Exercise tasks:
1 > Answer from the dental treatment plan article:
(a) Who is the only person in the office who can legally diagnose and change proposed treatment?
(b) What meeting does the article call a good idea, with attendance by the team and doctor mandatory?
(c) Under step one, what must each team member do with the documentation of the protocol?
2 > Please print the stretch of the dental treatment plan article from "The second cause" through "or prescribed treatment.".

Quoted passage:
----

Are Doctors and Team Members on the Same Page?

Written by Heather Siler

Dental offices are busy places where clinicians run from room to room with only seconds to spare. Occasionally, in all the confusion, team members and dentists aren’t on the same page regarding the patient’s treatment plan. As a result, the patient receives an employee’s plan and the doctor's opposing plan concerning the same treatment. This type of miscommunication is common in practice all over the world, and the one who suffers is the patient.

Usually, there are two reasons for an inconsistent treatment plan. The first reason is that the team and the doctor haven’t reviewed the plan together. The second reason involves the hygienist, assistant, or front desk team members not agreeing with the doctor’s prescribed plan.

If the problem is related to not being familiar the treatment plan, time must be set aside to review who’s in the chair, proposed treatment, areas on “watch,” and any other necessary facts to ensure the patient is handled professionally. A morning huddle is a good idea with the team and doctor’s attendance being mandatory.

The second cause of confusion with an existing treatment plan involves a team member who doesn’t agree with the doctor. While it may be difficult for clinicians with years of experience to accept, the only person who can legally diagnose and change proposed treatment in the office is the Dentist. Hygienists, assistants, and front office team members are not legally permitted to diagnose or change any doctor’s diagnosis or prescribed treatment.  

Disagreeing causes some team members to revise the dentist’s recommended treatment by justifying that they know what’s best for the patient or by making financial assumptions involving the patient. Following are some guidelines to help prevent and avoid this type of confusion and insubordination. Otherwise, the doctor’s treatment plan is devalued and suggests to the patient that the dentist is trying to take advantage.

Step one-

A team meeting lead by the doctor outlining the manner in which patients should be handled clinically is a great start. There should also be documentation of this protocol, and each team member must sign. If a team member refuses to sign, it may be time to part ways.

Step Two-

Incorporate scripts that teach each team member how to have conversations regarding treatment with the patient. Role-playing within the team can help with any awkwardness. Each team member must be familiar with the scripts and adhere to the wording.

Step Three-

Stick to the plan and always offer support. Avoid slipping back into old habits through continuous training.

Although difficult at first, devising and following through with a system outlining the proper way of presenting and following through with prescribed treatment plans will allow everyone involved to be on the same page.

----

Study material:
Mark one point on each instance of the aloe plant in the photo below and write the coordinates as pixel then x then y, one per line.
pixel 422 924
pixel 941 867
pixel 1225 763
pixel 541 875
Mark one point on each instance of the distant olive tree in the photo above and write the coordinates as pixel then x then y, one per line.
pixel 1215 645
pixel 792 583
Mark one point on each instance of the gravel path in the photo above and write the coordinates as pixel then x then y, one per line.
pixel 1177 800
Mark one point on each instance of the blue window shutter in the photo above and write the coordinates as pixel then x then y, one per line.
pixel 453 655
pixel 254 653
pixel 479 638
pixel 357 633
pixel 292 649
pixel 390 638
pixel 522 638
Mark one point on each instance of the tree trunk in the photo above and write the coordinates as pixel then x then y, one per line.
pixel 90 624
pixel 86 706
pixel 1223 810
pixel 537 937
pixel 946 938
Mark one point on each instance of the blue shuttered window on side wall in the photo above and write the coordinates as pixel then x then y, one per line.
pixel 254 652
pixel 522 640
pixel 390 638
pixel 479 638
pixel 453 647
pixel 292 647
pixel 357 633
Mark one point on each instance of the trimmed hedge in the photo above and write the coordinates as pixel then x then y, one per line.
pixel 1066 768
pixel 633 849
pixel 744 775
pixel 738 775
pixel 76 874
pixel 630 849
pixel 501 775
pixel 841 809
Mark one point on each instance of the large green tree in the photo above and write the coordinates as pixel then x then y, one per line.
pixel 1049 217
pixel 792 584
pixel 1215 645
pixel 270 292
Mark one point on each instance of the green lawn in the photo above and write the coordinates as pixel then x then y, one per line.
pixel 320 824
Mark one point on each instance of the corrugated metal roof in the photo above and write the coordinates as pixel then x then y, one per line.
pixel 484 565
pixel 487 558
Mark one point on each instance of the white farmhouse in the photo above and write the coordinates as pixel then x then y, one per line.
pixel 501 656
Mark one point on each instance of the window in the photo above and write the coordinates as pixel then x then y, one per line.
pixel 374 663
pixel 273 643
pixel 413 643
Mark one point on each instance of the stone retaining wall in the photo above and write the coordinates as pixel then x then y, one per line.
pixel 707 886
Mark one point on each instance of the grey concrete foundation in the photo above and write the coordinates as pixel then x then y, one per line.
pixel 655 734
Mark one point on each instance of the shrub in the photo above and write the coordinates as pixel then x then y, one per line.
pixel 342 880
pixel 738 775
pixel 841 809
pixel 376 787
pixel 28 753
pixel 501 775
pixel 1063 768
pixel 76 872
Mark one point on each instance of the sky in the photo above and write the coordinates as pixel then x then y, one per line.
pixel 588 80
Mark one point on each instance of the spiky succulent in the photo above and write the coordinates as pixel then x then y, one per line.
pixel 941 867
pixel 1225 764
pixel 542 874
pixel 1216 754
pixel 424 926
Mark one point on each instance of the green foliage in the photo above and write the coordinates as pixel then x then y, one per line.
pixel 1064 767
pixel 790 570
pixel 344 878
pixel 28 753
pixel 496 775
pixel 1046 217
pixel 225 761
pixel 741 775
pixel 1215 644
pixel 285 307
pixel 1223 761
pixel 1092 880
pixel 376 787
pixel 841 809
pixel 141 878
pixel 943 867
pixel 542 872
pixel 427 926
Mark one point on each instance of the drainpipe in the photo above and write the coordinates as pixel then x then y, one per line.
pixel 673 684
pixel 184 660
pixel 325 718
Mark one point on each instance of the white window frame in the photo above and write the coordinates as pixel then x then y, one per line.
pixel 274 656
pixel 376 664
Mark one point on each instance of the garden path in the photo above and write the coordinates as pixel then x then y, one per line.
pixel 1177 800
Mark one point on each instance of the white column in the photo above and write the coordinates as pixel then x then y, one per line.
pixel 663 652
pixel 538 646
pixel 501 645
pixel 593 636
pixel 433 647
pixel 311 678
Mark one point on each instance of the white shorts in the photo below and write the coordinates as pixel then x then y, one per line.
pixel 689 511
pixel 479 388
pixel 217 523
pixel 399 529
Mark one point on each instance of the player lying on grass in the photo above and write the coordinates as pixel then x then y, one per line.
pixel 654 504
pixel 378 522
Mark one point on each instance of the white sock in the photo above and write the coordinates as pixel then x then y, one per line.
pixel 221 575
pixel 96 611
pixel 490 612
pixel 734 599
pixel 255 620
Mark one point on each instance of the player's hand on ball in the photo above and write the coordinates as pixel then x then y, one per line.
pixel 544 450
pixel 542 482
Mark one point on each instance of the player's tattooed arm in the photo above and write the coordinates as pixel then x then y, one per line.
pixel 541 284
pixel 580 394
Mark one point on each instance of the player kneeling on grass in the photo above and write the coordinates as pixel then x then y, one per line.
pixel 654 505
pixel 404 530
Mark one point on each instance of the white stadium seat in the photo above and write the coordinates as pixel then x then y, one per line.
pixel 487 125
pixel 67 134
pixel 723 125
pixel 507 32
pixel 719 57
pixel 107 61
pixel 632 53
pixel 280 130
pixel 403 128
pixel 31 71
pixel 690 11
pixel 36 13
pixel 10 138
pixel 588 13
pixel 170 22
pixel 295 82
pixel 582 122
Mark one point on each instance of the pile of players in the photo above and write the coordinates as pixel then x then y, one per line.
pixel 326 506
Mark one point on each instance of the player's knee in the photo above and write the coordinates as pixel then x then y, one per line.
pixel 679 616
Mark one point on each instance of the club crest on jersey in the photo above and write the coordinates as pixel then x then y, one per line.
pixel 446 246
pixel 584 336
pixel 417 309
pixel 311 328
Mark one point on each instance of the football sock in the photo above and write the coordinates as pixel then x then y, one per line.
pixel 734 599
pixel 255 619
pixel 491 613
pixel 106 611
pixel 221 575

----

Answers for each item:
1 >
(a) The Dentist.
(b) A morning huddle.
(c) Sign it.

2 >
The second cause of confusion with an existing treatment plan involves a team member who doesn’t agree with the doctor. While it may be difficult for clinicians with years of experience to accept, the only person who can legally diagnose and change proposed treatment in the office is the Dentist. Hygienists, assistants, and front office team members are not legally permitted to diagnose or change any doctor’s diagnosis or prescribed treatment.